= Required work =
Copy the part of the records that opens with the line containing "For this challenge, identify the faucet" and closes with the line containing "point(471, 239)", renaming "faucet handle" to "tap handle" and leaving everything else unchanged.

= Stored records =
--------
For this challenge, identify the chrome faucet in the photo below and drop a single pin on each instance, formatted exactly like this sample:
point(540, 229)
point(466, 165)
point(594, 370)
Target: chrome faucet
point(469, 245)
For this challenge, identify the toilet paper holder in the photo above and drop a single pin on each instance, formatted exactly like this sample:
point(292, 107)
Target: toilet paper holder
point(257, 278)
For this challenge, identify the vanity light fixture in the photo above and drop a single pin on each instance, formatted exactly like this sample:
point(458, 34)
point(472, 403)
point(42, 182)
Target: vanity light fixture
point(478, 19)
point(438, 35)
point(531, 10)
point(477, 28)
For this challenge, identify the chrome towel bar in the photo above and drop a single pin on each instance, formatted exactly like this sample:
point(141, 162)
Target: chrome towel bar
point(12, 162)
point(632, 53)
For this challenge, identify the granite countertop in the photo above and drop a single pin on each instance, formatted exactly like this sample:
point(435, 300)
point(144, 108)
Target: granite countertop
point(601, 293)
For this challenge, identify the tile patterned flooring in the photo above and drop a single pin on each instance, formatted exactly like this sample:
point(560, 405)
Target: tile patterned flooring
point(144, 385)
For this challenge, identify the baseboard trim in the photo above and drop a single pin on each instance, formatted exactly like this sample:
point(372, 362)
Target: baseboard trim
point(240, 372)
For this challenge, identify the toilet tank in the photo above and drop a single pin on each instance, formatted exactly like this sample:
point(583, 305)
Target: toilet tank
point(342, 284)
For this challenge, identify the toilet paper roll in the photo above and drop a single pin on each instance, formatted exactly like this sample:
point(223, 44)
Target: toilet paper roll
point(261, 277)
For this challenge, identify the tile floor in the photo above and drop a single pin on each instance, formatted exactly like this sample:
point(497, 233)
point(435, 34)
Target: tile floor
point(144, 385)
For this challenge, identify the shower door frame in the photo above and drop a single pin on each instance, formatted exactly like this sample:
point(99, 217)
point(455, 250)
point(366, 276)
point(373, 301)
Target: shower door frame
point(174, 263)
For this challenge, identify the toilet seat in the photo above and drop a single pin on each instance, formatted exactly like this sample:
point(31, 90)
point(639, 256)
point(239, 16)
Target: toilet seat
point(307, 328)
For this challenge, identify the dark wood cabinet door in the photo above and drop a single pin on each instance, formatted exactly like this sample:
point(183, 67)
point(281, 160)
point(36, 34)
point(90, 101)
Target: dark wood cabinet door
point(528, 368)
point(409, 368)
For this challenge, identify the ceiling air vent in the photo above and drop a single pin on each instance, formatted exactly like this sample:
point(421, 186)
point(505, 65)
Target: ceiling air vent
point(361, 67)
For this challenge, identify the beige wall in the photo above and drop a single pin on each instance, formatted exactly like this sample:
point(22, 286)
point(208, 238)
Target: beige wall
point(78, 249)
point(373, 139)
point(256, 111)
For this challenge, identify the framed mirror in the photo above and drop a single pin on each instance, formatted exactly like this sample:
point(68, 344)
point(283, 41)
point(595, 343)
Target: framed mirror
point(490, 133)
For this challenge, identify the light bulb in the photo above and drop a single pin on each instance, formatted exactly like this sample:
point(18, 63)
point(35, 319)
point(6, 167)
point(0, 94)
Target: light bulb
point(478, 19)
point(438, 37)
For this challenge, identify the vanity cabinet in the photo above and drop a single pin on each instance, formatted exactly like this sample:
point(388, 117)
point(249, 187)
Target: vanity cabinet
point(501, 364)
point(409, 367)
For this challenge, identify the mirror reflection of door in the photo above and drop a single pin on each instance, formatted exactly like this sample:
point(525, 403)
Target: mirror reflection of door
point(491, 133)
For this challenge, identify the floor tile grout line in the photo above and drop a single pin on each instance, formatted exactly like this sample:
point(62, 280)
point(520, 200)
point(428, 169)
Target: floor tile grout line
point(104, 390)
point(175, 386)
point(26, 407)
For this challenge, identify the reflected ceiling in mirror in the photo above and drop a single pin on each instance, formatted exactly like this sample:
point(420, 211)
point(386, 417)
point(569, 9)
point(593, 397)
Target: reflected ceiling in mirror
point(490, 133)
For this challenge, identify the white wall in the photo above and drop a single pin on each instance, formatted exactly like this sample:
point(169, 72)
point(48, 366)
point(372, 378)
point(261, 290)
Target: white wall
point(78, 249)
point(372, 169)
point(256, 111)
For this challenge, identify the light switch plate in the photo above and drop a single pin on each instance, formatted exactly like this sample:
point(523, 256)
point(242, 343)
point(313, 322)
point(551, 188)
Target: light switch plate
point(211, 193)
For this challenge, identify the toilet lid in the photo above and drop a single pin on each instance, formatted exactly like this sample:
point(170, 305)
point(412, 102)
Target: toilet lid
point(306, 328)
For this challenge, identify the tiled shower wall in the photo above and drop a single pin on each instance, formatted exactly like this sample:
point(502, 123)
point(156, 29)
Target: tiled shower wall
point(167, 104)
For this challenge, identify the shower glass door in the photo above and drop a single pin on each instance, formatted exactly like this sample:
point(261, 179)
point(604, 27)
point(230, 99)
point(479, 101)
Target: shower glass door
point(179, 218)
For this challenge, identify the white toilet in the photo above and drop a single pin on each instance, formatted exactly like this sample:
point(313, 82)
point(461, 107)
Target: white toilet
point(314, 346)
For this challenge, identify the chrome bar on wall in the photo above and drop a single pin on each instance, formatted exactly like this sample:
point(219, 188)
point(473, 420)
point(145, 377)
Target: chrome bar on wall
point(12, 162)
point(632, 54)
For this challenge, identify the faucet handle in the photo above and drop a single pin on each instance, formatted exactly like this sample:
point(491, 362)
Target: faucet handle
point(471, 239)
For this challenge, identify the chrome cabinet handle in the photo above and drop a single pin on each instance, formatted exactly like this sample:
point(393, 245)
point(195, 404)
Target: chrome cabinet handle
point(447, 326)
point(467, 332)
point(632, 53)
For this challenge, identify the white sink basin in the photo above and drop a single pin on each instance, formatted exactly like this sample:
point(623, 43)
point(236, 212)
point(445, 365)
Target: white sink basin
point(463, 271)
--------
= Answer below =
For this challenge, identify the tap handle in the photo above and drop a single pin on each instance, formatted exactly like this sample:
point(491, 362)
Target: tap handle
point(471, 239)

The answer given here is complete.